What to work on:
Reproduce the records below word for word, keeping every line in its original order.
───
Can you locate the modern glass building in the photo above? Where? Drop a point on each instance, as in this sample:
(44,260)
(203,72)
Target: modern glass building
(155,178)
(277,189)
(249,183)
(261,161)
───
Task response:
Can you locate the modern glass building in the photo above? Where? Drop a point on each instance, as in this sample:
(44,260)
(203,72)
Target: modern glass building
(155,178)
(277,189)
(249,183)
(261,161)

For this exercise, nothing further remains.